— INSTRUCTIONS FOR THE TASK —
In the entries below, find the string "clock" and return each line holding it.

Records from a dataset:
::::
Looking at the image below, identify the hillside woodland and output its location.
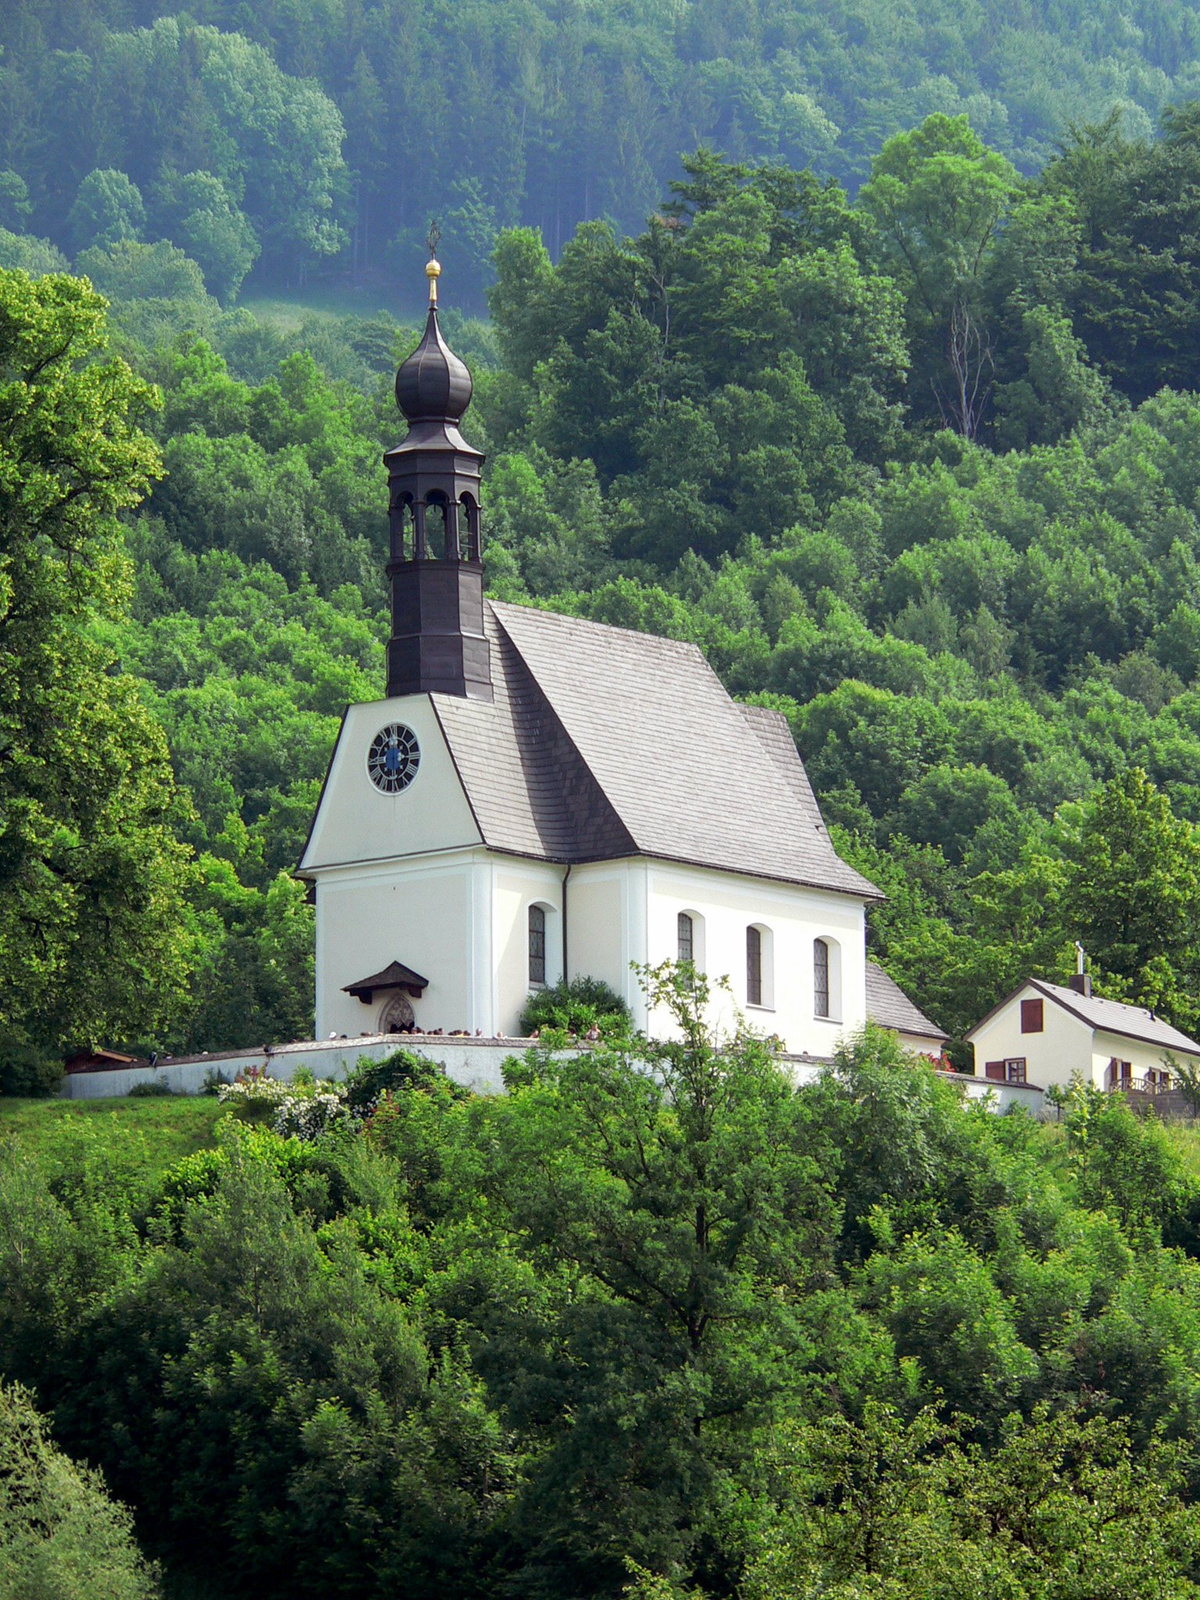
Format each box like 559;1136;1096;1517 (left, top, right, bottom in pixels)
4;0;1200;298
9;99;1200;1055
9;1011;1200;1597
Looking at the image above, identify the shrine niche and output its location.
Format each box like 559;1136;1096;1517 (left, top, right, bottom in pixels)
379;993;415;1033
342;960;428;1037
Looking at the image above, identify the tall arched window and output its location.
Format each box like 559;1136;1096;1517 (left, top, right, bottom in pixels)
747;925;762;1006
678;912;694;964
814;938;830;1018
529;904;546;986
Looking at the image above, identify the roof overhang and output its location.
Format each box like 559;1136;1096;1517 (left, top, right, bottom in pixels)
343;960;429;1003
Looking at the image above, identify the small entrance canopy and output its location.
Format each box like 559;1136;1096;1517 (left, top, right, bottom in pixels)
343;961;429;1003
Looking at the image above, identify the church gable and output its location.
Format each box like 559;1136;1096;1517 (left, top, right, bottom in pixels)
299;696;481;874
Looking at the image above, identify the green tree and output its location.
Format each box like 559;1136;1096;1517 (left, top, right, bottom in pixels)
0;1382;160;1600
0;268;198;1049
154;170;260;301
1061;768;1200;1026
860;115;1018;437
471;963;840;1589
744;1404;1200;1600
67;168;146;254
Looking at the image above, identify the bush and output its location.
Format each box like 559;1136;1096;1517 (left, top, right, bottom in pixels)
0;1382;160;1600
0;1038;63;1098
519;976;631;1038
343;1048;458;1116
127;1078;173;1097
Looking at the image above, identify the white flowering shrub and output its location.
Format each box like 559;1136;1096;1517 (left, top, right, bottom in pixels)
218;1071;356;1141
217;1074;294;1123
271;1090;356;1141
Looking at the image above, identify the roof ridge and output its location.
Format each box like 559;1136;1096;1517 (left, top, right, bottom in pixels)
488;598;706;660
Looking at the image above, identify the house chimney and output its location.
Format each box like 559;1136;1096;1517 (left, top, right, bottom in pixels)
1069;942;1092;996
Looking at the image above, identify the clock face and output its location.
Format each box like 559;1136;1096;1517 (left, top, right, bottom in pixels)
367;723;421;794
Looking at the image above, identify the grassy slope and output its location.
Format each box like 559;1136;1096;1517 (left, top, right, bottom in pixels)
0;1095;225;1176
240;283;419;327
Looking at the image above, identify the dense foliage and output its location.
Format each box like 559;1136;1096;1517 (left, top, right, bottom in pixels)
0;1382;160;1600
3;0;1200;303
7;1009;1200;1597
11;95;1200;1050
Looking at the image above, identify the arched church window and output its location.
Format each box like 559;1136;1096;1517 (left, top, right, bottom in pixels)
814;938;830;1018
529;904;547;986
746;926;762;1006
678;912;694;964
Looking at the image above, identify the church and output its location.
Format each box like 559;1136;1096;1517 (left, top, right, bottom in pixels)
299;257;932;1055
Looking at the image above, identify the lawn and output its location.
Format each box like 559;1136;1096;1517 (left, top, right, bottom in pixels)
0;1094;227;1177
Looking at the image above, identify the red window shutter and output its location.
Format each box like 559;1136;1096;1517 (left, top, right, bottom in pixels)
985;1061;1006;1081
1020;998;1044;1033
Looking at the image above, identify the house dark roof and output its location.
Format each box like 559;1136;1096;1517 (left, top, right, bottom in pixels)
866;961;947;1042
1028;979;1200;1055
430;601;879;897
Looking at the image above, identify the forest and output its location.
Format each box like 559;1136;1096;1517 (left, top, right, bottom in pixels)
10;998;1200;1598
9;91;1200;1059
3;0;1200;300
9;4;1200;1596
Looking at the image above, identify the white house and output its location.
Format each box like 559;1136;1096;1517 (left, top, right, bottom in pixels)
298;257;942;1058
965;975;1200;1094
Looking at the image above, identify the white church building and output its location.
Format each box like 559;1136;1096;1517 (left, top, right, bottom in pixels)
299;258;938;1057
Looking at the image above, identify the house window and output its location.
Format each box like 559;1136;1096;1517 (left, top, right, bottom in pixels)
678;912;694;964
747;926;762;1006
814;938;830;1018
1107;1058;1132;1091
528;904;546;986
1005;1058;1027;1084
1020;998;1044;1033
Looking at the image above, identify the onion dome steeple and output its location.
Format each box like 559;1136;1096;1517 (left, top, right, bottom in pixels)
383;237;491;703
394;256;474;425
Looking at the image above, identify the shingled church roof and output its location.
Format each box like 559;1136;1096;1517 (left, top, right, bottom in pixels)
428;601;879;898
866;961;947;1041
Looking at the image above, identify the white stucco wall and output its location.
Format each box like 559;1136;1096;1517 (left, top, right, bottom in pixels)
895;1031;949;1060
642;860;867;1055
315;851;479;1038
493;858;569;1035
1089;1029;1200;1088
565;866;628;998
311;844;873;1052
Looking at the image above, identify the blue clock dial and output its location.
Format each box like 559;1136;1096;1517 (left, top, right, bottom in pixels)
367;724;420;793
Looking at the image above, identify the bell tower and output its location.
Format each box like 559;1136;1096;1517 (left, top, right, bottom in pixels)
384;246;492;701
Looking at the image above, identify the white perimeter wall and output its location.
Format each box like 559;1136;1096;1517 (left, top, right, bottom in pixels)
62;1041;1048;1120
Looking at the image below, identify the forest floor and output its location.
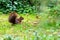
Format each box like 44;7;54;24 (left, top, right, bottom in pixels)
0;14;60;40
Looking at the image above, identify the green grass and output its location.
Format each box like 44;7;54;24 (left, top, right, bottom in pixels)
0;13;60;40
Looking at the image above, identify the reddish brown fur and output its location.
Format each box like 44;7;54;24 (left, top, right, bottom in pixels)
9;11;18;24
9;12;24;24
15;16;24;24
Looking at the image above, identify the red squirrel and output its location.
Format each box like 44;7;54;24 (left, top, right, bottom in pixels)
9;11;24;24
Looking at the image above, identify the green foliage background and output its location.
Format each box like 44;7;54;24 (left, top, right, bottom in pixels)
::::
— OUTPUT OF THE EXERCISE —
Looking at the image above, identify the clock face and output its location.
Looking at the image above, identify the blue clock dial and output its location.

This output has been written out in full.